Montreal

McGill students say COVID-19 more widespread than reported by university

McGill University says there are only six cases of COVID on-campus and says there is no evidence of community transmission happening there. Students tell a different story.

McGill University is reporting just six cases on campus, no community transmission

McGill University is reporting six cases of COVID -19 on a quiet campus. But students living next door, in the Milton Park neighbourhood say they're seeing community spread. (Paul Chiasson/The Canadian Press)

Dozens of students at McGill University are testing positive for COVID-19 according to their peers, but the university is not counting most of those cases in its official tally, because they happened off-campus.

Jacob Rothery, a student living in Montreal's Milton Park neighbourhood next to the university, tested positive for COVID-19 this week. So did his three roommates.

Rothery says he knows of at least 20 other students who tested positive, and suspects more numbers are going to come from the popular and crowded student neighbourhood.

* _Dataset excerpts_

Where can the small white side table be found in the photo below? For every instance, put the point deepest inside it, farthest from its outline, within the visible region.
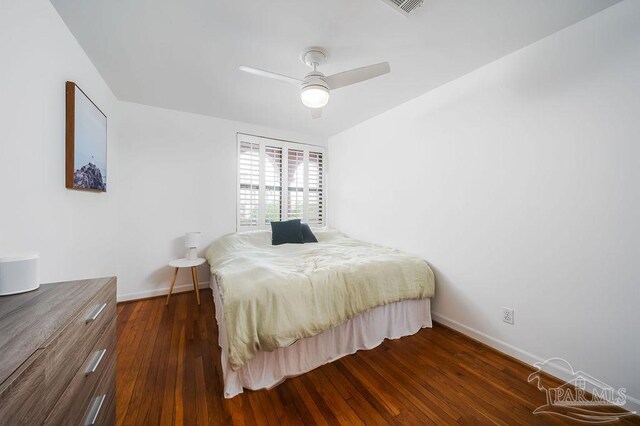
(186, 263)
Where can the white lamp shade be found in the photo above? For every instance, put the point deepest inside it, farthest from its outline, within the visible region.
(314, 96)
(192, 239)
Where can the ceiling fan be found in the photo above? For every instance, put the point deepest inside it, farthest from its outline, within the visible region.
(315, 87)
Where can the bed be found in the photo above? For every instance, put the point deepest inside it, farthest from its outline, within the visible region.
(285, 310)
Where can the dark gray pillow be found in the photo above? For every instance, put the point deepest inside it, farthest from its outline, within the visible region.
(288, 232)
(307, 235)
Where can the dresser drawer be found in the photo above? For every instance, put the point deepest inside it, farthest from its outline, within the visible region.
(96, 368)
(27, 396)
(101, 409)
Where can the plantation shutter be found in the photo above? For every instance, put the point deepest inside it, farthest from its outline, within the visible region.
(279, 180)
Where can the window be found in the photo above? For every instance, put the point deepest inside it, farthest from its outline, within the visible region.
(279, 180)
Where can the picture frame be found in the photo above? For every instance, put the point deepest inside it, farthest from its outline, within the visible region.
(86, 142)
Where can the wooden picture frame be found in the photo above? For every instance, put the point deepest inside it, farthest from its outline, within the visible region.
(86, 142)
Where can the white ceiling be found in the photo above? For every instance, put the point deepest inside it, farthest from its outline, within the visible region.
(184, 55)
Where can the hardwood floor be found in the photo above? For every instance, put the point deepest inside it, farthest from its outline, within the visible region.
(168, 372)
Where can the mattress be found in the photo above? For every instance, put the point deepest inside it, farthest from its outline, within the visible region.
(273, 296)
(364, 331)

* * *

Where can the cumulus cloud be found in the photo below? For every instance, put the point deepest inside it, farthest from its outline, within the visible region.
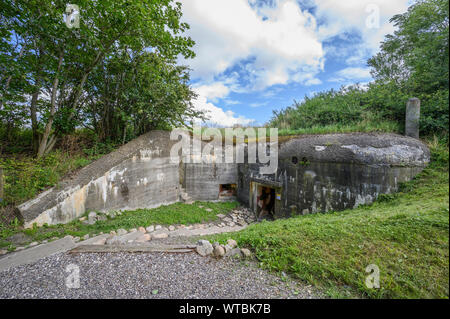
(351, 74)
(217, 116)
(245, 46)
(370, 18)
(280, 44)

* _Problem_
Continue the article on COVID-19 cases among McGill University students, picking up after its last sentence.

* _Answer to this exercise_
"There were a decent amount of students going to student bars," he said. "And then on top of that, you don't necessarily know who the people that you think you're in your bubble with are seeing, so they could be seeing a bunch of other people, who are putting themselves in riskier situations." 

Rothery says he and his friends did not violate public health guidelines, but that didn't stop an outbreak in his group of friends.

"People may have had it, but had no symptoms. So they had no reason to get tested. And then you have gatherings that aren't that big, maybe fifteen people or 10, but those 10 people see other people and their bubbles are a lot bigger than they think they are," he said. 

Jacob Rothery, who is studying political science at McGill University, is one of several in his group of friends who have been diagnosed with COVID-19. (Submitted by Jacob Rothery)

Thom Haghighat is another McGill student who is self-isolating, after he and his roommate tested positive for COVID-19.

He figures he caught the virus from one of the students returning to the "ghetto" from Toronto or elsewhere in Montreal.

Haghighat says he also knows of at least 25 students living in the area who tested positive, with a dozen in his immediate group of friends.

Like Rothery, Haghighat says he and his friends were limiting personal gatherings and keeping a small circle of people to interact with.

Despite this, he said, he still saw cases rise among his peers in the past week. He believes false negatives are part of the problem. 

"The first time we got tested, we tested negative. We still self-isolated, but I know a lot of people who would think they were in the clear to go see other people," he said, noting that he knew others who also got false negatives.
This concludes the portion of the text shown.